Dataset Start Marker
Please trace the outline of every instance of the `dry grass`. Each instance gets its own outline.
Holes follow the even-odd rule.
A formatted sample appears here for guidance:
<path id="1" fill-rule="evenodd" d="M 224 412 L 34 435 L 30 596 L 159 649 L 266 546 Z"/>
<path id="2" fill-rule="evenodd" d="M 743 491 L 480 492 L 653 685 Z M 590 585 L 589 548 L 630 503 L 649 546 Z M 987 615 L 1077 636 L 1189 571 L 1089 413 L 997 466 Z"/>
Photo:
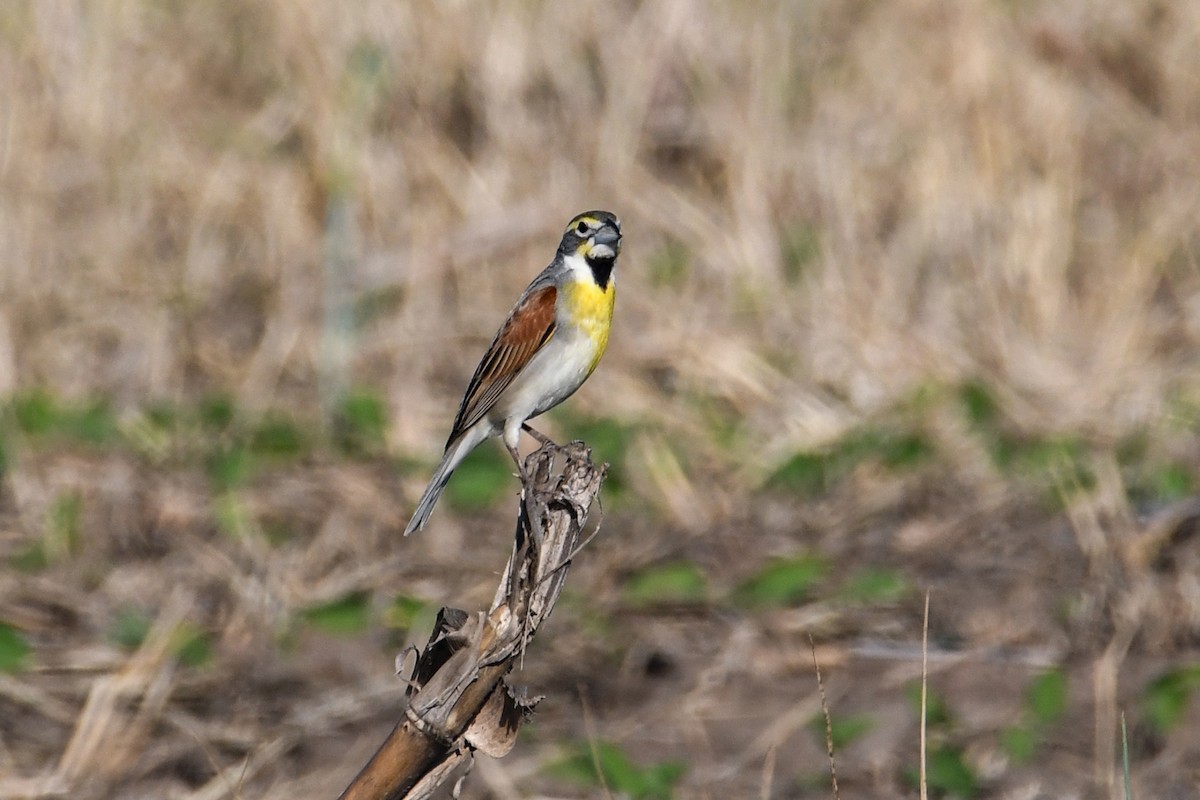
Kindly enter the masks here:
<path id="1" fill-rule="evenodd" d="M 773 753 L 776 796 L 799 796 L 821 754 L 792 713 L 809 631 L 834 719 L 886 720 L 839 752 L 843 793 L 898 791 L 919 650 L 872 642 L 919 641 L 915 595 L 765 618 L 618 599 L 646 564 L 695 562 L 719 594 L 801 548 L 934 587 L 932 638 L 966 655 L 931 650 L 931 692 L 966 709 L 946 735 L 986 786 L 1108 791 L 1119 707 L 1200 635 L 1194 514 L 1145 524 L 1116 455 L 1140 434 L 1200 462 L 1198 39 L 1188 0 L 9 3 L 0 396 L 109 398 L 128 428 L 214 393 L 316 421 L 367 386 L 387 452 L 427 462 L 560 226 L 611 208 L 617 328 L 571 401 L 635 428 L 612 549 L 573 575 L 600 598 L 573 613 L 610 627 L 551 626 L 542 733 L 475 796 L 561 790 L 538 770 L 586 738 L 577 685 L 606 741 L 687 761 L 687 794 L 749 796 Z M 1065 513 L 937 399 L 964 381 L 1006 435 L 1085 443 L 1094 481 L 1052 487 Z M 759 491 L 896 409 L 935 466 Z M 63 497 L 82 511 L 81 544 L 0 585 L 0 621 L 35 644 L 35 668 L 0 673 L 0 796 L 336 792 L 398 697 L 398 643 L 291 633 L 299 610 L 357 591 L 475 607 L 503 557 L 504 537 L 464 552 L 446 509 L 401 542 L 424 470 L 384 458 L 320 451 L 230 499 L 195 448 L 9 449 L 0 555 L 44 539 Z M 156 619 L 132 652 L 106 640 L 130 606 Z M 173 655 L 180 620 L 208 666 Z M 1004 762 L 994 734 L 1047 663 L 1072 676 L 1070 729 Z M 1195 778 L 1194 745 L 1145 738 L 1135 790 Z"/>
Dataset End Marker
**Assigned task:** Repeat the records in full, precisely, and keep the pictures out.

**Answer to this exercise:**
Please trace the outline of every instance of the `dry grass`. Each instance gets its own outline.
Holes follow the even-odd rule.
A formatted sample appears here for guidance:
<path id="1" fill-rule="evenodd" d="M 224 412 L 34 435 L 30 596 L 159 649 L 266 546 Z"/>
<path id="2" fill-rule="evenodd" d="M 743 491 L 480 492 L 653 685 Z M 590 585 L 589 548 L 630 503 L 649 546 Z M 987 615 L 1077 636 L 1189 571 L 1089 413 L 997 466 Z"/>
Photo:
Kindly enter the masks here:
<path id="1" fill-rule="evenodd" d="M 773 753 L 776 796 L 799 796 L 821 754 L 792 713 L 809 631 L 834 719 L 886 720 L 839 752 L 843 793 L 898 791 L 919 650 L 872 642 L 919 641 L 915 595 L 765 618 L 618 599 L 646 564 L 695 562 L 719 594 L 801 548 L 934 587 L 932 638 L 966 655 L 931 650 L 931 692 L 966 709 L 946 735 L 986 786 L 1108 791 L 1119 707 L 1200 635 L 1194 514 L 1145 524 L 1116 455 L 1140 434 L 1200 462 L 1198 39 L 1188 0 L 9 3 L 0 396 L 109 398 L 128 428 L 214 393 L 316 421 L 367 386 L 387 452 L 427 462 L 560 226 L 611 208 L 617 328 L 571 401 L 635 428 L 612 549 L 573 575 L 600 598 L 573 613 L 610 627 L 551 626 L 542 733 L 475 796 L 561 790 L 538 770 L 586 738 L 577 685 L 606 741 L 687 761 L 687 794 L 749 796 Z M 1065 513 L 937 399 L 964 381 L 1006 435 L 1085 443 L 1094 481 L 1052 487 Z M 759 491 L 896 409 L 935 466 Z M 63 497 L 82 511 L 81 544 L 0 585 L 0 621 L 35 644 L 35 668 L 0 673 L 0 796 L 336 792 L 398 697 L 398 643 L 291 633 L 299 610 L 357 591 L 475 607 L 503 557 L 504 537 L 464 552 L 446 509 L 401 542 L 424 470 L 384 458 L 320 451 L 230 499 L 195 448 L 9 449 L 0 555 L 44 539 Z M 156 619 L 132 652 L 106 640 L 130 606 Z M 173 655 L 180 620 L 208 666 Z M 1004 762 L 994 734 L 1047 663 L 1072 676 L 1070 729 Z M 1195 778 L 1194 745 L 1145 738 L 1135 790 Z"/>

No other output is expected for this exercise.